■ TASK DETAILS ■
The expected answer is all of the entries, written out exactly.

■ Stored records ■
════════════════════

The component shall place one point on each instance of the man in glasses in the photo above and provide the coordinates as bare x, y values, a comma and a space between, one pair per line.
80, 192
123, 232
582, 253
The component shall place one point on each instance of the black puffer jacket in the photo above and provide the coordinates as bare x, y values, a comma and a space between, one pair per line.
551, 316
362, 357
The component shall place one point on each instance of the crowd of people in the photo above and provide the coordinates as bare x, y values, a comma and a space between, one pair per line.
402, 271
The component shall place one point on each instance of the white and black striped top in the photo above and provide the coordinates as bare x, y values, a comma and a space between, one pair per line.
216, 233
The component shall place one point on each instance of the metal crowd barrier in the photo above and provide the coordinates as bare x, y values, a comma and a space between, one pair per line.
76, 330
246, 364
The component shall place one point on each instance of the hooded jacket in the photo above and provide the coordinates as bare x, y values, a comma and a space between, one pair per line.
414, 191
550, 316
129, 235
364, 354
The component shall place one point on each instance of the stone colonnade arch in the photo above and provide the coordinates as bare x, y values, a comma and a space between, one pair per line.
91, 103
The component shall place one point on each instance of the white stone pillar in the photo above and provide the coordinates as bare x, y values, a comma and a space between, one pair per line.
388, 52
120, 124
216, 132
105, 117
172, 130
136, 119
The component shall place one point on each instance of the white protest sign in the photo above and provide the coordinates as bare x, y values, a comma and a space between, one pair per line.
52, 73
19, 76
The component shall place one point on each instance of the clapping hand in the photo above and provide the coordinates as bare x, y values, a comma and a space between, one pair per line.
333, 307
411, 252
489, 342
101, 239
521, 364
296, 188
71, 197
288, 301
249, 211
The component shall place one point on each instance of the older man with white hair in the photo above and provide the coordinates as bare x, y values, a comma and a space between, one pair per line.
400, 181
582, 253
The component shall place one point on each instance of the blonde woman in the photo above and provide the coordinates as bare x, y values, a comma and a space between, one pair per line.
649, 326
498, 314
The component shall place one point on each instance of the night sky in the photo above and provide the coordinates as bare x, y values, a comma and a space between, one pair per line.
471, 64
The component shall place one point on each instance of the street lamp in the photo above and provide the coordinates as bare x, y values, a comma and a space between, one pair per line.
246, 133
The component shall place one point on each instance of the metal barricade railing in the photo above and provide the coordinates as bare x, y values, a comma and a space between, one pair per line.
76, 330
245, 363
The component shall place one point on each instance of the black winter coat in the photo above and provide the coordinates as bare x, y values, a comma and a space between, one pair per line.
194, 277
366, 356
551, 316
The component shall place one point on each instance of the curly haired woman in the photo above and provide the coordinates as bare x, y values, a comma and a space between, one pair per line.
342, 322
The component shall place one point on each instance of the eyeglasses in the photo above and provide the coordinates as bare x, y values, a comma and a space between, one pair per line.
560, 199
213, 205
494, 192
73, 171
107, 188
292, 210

════════════════════

■ EXERCISE RESPONSE ■
The component shall place one point on each instance of the man in glasses in the photo above and provide the coordinates as bare x, y values, a comma and a space between, one pair per line.
80, 192
123, 232
582, 253
The component shall place one point on each instance of the black puffer jacket in the photo above and provide the coordinates as bare x, y values, a comma and a space between, one pair per line.
551, 316
362, 357
The component shall place one point on each instance of the crowd of people in the photo above and provide the coordinates as bare x, y values, a comma and a space between, one pair per line.
402, 271
The component shall place one point on each instance of the white and black striped top in the photo above and provide the coordinates as bare x, y values, a comma and a space between, one pair per line.
216, 233
The component shall place one point on each instance of the metal crowd barrier in the photo above and provide the coordinates as bare x, y values, a comma and a space between, one pair per line.
76, 330
246, 364
The component shall place one point on each instance of the hooded jacket in the photo above and provide the coordinates as bare x, y values, a comma and a space between, one pair per line.
414, 191
550, 316
129, 235
364, 354
The component shall place one point on each instance of the stone colonnade arch in the photo above and provide the coordinates as bare x, y values, a comma and a space between, one pair per line.
91, 103
The component shall place one point on each instance of the white stone pillar in the photo above and provide the coordinates as bare x, y values, a comma and a space between, one pair per line.
388, 52
120, 124
216, 132
105, 117
172, 130
136, 119
The component shall place one point on each instance of the white protest sign in the photo above and provide the coordinates as bare x, y values, a comma and a space between, one pair per line.
52, 73
19, 76
The component shall place one point on each instance of the clapping hand in the photo above and provide the coordinates as bare x, y values, a comma and a space between, one pair per line.
333, 307
411, 252
489, 342
101, 239
521, 364
296, 188
71, 197
288, 301
249, 211
The component shall place one point on each instance of the older man with white hair in the photo above and provide the coordinates as bare x, y values, a comma and a space between, one pair per line.
400, 181
582, 253
The component shall place one point on each instance of the blonde woman in the photo above and provide the coordinates as bare x, y values, a comma and a space between, one pair per line.
649, 326
498, 314
The component shall place one point on each instance of the night sky in the photo above and provide the coordinates as bare x, y values, a comma and a space between, one pair per line.
471, 64
The component shall place one point on each instance of the street lamp in the photo above and provide the coordinates as bare x, y values, a comma and a space between, one pair per line.
246, 133
The component shall place one point on each instance of the metal barricade railing in the photo above and provide the coordinates as bare x, y values, a comma and a space between, one pair per line.
76, 330
245, 363
The component shall place one point on each instance of the black winter coat in the photo above and provide the coordinates as bare x, y values, a comma and a space between, one pair per line.
194, 277
366, 356
551, 316
The component shall place one point on each instance of the curly haired woman in the photo above and provide the coordinates as bare x, y values, a comma and a space between, one pair per line.
342, 322
The component shall place one point on each instance of the eyeglasses in the photo above and provide the coordinates as bare x, y values, a comma and a space between, one pair per line.
560, 199
213, 205
494, 192
73, 171
107, 188
292, 210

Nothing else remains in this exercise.